** START PROVIDED PASSAGE **

Ask Ethan: Will The Universe Ever Run Out Of Energy?

Is the “big freeze” our inevitable fate, or can dark energy save us?

When we look out at the Universe today, we see sources of light practically everywhere we look. In all directions, stars shine, gas clouds contract, galaxies merge together, and a myriad of other processes occur that release energy and emit radiation of some type. So long as some process in the Universe can release energy, interesting reactions can occur. But at some point, every process in the Universe that can release a quantum of energy will emit its very last one, and if that occurs, the Universe will truly run out of energy. Is that our ultimate fate? That’s the question of Dennis O’Brien, who wants to know:

“The universe is theorized to end with a “big freeze” when even black holes evaporate. Dark energy is thought to expand (but not become more dense) as space expands. Assuming the universe continues to expand at that point of the big freeze, will dark energy eventually stabilize the universes temperature or will it continue to decrease ever closer to absolute zero?”

It’s a fascinating line of thought to explore. Let’s learn what the Universe has in store for us.

The nearby Triangulum galaxy, the second closest large galaxy to our own galaxy, the Milky Way, is packed with bright star clusters, and clouds of gas and dust. This picture is amongst the most detailed wide-field views of this object ever taken and shows the many glowing red gas clouds in the spiral arms with particular clarity. These clouds correspond to active star-forming regions, but star formation was much greater in the Universe billions of years ago overall. (EUROPEAN SOUTHERN OBSERVATORY (ESO))

Billions of years ago, the Universe was hotter, denser, more uniform, and was forming stars at a much more rapid pace than today. If we want reactions to spontaneously occur, the primary ingredient that we need is a source of energy: a way to transition from a higher-energy state to a lower-energy state, releasing energy. That energy can then be absorbed by something in the environment, and used to actually create or synthesize something that is — for lack of a better scientific word — “interesting.”

When a photon of sunlight with the right wavelength strikes a chlorophyll molecule, that energy can be absorbed, exciting the molecule and leading to the production of sugars. When an animal ingests a sugar molecule, it can metabolically digest it to provide energy for its activity. And sunlight isn’t necessarily even required, as hydrothermal vents deep within the ocean can also add energy to the environment, which can again be absorbed and put to use by whatever’s in their surroundings.

Hydrothermal vents along mid-ocean ridges emit carbon and carbon dioxide in the form of ‘black smokers’ beneath the sea. These vents can provide an energy source that powers life, even in the absence of sunlight. Given that life can survive here, surely, under the right adaptations, it can likely survive solar flares and, perhaps, in similarly extreme environments on other worlds. (P. RONA; OAR/NATIONAL UNDERSEA RESEARCH PROGRAM (NURP); NOAA)

** END PROVIDED PASSAGE **

_DIRECTION A_: Translate this sentence from the article on the Universe's energy into Spanish: "Billions of years ago, the Universe was hotter, denser, more uniform, and was forming stars at a much more rapid pace than today."
The records that follow are unrelated to the article above.

** START DATASET ROWS **

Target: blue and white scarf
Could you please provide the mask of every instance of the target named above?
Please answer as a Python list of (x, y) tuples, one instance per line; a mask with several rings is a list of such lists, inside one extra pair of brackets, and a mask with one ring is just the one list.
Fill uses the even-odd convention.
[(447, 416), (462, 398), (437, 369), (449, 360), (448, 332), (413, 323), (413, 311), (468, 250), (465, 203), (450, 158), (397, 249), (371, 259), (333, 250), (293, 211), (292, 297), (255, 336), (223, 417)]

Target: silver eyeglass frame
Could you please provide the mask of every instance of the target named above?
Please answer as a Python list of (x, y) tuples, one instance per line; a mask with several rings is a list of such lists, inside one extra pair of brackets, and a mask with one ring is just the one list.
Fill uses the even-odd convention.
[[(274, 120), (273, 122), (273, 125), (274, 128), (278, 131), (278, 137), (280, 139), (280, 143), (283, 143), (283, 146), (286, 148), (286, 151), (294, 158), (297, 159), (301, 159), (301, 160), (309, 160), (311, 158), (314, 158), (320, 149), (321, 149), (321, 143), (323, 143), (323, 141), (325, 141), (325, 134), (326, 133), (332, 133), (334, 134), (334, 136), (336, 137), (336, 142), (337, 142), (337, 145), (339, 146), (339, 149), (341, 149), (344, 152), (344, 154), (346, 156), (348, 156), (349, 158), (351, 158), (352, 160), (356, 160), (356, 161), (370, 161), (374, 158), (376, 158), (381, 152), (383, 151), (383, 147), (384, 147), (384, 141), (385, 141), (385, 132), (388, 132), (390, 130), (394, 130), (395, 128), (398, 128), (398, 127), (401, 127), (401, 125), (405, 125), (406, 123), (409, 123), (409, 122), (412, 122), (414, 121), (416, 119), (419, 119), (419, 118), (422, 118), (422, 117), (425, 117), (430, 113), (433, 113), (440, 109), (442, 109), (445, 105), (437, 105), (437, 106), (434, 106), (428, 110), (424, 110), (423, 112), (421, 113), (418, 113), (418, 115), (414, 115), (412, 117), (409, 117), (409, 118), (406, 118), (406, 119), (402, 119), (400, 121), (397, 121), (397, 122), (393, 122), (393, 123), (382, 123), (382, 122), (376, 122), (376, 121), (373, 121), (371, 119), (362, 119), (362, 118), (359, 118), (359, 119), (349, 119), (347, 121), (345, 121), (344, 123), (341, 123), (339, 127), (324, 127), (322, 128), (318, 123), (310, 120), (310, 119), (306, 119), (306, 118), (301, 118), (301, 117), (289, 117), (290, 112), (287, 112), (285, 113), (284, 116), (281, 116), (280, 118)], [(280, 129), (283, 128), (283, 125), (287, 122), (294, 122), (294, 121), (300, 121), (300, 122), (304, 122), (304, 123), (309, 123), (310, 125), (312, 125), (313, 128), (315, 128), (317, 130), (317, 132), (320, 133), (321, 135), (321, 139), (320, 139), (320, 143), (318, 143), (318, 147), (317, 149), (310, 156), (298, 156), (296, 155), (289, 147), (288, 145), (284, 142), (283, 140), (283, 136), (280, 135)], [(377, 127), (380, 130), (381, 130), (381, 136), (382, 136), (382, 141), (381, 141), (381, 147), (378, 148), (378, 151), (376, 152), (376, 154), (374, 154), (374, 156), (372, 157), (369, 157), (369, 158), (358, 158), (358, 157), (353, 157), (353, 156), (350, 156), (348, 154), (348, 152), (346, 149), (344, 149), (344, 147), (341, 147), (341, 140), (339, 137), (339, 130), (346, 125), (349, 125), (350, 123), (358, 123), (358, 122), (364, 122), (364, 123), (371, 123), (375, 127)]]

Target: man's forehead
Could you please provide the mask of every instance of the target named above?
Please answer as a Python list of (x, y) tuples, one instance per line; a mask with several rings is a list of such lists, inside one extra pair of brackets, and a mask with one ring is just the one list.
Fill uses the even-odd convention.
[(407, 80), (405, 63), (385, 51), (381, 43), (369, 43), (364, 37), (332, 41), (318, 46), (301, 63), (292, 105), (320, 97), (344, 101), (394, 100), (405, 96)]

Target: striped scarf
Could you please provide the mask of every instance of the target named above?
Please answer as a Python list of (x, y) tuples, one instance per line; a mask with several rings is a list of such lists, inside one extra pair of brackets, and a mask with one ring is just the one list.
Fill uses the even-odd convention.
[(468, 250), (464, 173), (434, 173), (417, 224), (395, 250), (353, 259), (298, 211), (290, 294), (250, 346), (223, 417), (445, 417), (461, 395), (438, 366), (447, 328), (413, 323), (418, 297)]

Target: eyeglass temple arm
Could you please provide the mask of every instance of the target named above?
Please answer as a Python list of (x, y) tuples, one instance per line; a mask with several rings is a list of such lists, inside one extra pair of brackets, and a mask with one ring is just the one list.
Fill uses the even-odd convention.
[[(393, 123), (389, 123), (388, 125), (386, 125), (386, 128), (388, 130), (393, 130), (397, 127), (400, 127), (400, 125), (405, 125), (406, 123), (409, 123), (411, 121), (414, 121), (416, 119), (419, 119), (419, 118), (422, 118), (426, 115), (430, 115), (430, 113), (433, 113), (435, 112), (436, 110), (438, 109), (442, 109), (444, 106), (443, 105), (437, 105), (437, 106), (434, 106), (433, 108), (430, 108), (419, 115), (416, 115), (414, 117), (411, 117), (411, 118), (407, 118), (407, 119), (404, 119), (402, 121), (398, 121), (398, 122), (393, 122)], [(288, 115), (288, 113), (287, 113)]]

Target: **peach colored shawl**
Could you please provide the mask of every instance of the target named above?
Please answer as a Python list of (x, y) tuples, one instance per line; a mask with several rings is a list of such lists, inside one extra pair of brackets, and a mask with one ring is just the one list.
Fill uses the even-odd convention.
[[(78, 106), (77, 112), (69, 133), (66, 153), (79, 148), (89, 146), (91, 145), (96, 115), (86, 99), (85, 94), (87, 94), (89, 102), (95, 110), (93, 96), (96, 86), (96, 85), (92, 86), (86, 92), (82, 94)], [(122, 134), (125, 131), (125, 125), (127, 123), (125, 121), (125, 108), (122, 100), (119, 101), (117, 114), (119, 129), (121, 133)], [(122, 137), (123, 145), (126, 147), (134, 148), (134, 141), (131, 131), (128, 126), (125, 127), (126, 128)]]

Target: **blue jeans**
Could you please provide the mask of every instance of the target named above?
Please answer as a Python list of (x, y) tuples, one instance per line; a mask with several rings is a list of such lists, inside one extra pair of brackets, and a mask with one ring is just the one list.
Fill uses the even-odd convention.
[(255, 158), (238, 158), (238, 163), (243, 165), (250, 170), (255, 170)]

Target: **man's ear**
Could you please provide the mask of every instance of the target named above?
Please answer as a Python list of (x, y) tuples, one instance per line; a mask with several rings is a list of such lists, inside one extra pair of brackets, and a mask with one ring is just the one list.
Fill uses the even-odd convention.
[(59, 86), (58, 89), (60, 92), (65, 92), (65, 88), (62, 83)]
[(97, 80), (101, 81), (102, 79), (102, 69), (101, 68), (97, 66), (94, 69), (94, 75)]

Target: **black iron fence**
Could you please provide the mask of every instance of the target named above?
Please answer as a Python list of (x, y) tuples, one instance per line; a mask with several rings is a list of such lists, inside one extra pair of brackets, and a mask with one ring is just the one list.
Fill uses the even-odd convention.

** END DATASET ROWS **

_DIRECTION B_: In the records, copy out the lines from the one containing "Target: **man's ear**" up to and including the one containing "88), (62, 83)]".

_FINAL ANSWER A_: Hace miles de millones de años, el Universo era más caliente, más denso, más uniforme y formaba estrellas a un ritmo mucho más rápido que hoy.

_FINAL ANSWER B_:
Target: **man's ear**
Could you please provide the mask of every instance of the target named above?
Please answer as a Python list of (x, y) tuples, one instance per line; a mask with several rings is a list of such lists, inside one extra pair of brackets, and a mask with one ring is just the one list.
Fill uses the even-odd convention.
[(59, 86), (58, 89), (60, 92), (65, 92), (65, 88), (62, 83)]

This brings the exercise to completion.